(begin)

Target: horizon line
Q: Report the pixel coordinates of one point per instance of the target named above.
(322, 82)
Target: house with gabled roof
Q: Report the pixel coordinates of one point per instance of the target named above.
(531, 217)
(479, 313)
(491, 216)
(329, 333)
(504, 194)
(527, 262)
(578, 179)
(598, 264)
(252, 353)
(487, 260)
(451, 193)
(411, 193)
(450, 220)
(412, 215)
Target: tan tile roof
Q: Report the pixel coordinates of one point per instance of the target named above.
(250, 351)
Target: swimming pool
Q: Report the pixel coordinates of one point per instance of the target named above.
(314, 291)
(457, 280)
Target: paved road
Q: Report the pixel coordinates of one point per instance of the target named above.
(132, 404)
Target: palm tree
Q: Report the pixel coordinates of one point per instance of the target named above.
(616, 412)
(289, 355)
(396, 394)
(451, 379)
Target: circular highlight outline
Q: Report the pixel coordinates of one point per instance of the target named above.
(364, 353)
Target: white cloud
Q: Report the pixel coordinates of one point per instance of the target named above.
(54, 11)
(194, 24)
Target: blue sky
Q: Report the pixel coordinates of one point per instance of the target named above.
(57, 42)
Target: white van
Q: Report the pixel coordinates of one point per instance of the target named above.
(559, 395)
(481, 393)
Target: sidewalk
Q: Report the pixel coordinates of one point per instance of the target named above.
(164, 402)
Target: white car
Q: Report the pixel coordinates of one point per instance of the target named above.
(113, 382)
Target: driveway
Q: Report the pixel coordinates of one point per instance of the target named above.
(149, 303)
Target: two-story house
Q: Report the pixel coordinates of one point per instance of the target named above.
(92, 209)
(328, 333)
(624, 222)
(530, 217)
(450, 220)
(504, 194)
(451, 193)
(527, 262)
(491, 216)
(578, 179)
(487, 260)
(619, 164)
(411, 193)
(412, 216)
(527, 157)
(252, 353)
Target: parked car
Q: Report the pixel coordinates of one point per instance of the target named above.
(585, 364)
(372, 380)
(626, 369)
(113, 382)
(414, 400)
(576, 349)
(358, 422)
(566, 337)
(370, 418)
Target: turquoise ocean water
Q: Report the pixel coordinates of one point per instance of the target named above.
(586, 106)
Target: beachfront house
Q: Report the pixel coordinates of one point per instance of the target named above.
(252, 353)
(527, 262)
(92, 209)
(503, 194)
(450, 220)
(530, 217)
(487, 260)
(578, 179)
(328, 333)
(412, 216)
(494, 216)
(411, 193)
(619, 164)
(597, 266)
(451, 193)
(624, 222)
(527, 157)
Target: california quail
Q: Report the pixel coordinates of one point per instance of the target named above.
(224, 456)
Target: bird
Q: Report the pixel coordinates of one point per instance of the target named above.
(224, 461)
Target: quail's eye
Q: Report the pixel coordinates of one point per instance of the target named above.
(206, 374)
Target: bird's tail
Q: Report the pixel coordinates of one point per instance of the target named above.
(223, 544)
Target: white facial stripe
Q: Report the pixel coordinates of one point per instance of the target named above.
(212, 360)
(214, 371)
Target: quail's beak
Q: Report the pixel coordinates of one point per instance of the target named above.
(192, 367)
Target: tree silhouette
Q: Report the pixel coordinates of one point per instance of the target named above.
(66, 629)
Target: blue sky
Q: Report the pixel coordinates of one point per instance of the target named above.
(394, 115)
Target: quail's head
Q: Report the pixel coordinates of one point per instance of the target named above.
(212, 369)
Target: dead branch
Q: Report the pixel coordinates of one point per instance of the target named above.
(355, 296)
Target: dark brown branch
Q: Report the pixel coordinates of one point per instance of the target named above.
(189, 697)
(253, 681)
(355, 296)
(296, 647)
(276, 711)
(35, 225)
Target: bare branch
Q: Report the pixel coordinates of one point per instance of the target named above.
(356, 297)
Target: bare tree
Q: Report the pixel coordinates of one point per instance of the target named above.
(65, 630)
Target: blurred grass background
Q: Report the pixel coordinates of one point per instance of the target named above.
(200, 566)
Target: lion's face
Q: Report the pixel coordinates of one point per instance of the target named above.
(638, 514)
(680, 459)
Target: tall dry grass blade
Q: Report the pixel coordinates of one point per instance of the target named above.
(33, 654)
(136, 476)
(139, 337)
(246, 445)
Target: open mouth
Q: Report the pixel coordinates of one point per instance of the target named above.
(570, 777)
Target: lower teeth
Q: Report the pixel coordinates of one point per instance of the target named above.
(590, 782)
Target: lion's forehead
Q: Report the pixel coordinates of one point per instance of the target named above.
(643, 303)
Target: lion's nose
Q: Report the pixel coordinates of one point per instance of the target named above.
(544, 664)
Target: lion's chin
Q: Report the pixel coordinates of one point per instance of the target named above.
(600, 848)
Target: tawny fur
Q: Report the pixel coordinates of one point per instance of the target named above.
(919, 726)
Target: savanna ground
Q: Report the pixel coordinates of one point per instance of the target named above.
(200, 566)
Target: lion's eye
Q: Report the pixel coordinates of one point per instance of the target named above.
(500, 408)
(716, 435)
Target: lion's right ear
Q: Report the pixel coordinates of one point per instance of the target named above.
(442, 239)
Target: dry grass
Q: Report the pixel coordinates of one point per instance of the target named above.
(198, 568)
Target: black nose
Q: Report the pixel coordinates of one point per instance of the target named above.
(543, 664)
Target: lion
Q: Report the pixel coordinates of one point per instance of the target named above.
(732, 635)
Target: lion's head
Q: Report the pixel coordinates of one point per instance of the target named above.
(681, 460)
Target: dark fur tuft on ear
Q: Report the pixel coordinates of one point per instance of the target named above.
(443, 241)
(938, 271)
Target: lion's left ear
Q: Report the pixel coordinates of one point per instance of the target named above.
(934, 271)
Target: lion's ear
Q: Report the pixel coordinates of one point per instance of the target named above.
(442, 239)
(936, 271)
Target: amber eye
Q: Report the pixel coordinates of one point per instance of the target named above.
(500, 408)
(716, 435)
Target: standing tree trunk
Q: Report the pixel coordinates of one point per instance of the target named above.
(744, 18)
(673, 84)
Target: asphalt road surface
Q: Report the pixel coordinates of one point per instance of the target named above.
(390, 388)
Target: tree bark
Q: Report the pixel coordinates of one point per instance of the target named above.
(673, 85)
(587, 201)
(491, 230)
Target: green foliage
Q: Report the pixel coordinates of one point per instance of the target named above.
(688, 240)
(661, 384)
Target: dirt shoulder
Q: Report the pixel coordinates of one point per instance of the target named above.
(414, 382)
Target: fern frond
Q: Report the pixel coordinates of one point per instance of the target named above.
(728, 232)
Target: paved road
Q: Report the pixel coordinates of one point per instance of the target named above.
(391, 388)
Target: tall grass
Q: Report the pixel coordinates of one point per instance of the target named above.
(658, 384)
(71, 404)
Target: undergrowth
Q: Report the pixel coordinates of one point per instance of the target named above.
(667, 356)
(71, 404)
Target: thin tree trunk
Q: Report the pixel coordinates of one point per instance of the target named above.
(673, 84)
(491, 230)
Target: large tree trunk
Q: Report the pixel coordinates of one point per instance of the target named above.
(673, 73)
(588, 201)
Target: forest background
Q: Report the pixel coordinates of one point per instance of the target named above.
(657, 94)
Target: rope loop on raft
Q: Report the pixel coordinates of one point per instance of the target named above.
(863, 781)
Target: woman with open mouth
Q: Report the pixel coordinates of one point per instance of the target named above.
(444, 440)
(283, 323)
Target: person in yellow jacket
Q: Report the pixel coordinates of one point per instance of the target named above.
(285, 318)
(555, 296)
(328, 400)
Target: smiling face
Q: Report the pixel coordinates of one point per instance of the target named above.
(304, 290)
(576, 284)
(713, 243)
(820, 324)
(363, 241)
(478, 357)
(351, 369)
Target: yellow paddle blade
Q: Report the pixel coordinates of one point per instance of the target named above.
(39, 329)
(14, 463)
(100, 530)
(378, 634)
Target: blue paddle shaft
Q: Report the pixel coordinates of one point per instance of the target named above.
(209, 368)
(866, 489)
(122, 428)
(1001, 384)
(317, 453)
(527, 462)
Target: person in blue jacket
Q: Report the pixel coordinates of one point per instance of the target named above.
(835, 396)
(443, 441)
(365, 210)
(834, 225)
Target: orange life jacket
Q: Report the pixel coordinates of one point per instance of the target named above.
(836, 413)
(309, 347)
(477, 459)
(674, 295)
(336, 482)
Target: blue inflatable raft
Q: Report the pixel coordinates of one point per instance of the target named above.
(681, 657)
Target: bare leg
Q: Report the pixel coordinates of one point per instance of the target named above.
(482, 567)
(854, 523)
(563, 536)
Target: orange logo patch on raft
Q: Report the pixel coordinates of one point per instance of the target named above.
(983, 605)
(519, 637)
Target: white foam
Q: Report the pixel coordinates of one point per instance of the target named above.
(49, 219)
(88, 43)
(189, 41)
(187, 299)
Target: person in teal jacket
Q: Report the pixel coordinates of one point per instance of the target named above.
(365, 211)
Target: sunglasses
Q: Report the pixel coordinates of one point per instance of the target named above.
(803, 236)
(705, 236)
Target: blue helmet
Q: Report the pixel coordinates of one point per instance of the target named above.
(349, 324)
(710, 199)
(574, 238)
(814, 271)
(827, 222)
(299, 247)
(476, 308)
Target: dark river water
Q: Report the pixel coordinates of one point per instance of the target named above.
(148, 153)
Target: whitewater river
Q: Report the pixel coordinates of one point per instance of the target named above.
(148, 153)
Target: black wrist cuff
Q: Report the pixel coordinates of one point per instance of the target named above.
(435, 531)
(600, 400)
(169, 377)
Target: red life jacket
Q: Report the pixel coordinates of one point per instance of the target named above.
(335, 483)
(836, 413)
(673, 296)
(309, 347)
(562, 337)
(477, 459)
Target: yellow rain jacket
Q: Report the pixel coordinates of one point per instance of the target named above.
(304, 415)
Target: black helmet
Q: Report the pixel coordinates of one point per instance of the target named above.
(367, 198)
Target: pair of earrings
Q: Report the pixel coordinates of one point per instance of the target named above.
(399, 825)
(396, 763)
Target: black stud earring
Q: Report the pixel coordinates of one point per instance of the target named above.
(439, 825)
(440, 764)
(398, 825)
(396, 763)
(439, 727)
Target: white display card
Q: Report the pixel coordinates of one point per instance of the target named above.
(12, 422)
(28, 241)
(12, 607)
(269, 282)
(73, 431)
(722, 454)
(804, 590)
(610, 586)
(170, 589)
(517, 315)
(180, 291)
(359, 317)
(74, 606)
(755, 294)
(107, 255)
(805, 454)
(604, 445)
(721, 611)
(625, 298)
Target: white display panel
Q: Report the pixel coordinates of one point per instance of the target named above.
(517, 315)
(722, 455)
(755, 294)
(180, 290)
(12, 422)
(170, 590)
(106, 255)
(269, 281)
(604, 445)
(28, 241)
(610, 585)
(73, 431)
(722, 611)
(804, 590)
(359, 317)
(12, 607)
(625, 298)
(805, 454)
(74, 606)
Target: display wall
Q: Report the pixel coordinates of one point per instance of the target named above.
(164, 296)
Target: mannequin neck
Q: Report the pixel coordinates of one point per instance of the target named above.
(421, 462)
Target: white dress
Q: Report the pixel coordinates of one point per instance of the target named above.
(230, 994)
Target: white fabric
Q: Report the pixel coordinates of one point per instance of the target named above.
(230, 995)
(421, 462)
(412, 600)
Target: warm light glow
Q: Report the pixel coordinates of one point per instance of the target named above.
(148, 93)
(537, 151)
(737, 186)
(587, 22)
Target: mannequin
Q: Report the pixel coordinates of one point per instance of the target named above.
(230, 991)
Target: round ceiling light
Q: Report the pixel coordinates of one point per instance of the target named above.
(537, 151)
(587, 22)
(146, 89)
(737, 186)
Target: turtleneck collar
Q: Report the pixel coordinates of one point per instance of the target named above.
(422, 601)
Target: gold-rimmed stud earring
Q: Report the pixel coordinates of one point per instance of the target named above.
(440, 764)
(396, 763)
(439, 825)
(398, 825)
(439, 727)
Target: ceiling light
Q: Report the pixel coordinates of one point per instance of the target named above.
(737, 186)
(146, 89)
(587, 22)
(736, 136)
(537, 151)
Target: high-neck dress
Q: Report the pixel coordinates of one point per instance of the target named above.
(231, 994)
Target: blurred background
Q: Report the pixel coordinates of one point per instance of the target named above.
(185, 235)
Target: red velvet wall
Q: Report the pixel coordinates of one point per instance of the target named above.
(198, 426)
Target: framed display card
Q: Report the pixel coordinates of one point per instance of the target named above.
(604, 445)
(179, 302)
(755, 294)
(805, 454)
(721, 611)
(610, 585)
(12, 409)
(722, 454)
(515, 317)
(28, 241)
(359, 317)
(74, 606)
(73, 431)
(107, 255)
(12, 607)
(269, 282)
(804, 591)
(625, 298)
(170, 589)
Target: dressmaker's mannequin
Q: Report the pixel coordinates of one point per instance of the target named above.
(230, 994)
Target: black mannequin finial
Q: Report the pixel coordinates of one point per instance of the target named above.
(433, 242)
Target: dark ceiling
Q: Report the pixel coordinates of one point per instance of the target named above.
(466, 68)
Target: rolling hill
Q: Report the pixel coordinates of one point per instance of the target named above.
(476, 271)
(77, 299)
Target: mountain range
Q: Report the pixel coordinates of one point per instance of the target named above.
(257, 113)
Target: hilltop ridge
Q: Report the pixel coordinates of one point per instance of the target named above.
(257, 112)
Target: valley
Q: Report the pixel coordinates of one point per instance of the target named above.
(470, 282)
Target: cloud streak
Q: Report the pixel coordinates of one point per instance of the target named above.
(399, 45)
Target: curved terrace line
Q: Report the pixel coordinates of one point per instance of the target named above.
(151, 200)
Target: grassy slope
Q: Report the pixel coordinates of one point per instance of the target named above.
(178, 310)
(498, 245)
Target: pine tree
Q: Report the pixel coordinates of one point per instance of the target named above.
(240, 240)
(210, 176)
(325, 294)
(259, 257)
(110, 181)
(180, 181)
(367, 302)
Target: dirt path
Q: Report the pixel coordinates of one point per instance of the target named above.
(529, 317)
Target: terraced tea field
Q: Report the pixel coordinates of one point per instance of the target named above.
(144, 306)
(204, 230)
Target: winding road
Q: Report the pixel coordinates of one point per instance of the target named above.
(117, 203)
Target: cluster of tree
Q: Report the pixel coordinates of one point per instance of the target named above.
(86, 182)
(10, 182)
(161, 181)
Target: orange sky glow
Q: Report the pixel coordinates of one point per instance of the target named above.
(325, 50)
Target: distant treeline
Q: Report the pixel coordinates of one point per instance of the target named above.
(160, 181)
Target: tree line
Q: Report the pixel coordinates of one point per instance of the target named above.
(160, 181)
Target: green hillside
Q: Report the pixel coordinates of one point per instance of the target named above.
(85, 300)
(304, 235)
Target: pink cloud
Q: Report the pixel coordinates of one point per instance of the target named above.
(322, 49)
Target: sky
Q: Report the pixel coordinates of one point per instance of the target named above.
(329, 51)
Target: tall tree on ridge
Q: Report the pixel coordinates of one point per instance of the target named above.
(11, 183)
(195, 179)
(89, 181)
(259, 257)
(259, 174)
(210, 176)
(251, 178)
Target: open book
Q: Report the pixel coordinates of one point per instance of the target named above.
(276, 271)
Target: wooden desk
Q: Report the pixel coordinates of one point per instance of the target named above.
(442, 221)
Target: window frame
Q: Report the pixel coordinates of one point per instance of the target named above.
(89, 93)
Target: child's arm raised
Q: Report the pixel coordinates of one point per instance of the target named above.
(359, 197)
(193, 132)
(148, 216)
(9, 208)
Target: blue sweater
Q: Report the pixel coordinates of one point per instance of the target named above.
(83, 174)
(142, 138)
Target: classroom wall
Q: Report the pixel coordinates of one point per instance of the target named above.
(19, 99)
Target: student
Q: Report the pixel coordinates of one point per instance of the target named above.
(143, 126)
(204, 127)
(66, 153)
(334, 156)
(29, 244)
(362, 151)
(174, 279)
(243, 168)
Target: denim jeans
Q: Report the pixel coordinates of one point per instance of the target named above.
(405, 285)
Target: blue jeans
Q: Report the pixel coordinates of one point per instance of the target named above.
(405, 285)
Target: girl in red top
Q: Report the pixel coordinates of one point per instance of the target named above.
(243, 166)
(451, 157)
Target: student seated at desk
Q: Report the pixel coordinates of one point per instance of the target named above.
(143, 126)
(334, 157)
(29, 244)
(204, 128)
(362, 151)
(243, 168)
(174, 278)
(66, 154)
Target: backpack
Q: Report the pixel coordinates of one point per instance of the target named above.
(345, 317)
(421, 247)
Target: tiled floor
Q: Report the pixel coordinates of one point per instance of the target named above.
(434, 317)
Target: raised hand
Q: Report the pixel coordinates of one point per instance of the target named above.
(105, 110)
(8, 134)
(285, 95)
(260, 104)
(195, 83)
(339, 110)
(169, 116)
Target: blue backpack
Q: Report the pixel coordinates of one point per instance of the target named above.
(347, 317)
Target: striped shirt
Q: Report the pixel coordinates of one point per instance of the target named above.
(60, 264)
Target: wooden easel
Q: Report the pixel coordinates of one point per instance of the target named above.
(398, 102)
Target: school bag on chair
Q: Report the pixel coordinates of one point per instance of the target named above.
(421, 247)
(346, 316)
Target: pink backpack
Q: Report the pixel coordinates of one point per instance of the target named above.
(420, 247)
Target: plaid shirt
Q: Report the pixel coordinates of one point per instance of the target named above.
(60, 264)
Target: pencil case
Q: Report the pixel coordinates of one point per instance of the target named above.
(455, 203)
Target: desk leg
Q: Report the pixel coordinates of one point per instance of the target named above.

(end)

_Goal of the exercise_. Write out only what runs from the line holding "Target: school bag on chair" through the last line of the records, exactly as shown.

_Result of this exercise_.
Target: school bag on chair
Q: Report the pixel coordinates of one point per instance of the target named above.
(421, 247)
(346, 316)
Target: pink backpack
Q: Report the pixel coordinates of one point per instance of the target named above.
(420, 247)
Target: plaid shirt
Q: Report the pixel coordinates of one point per instance of the target named above.
(60, 264)
Target: pencil case
Q: Report the pixel coordinates of one point per instance of the target named above.
(455, 203)
Target: desk leg
Q: Report the pixel coordinates of one point per instance of the target named above.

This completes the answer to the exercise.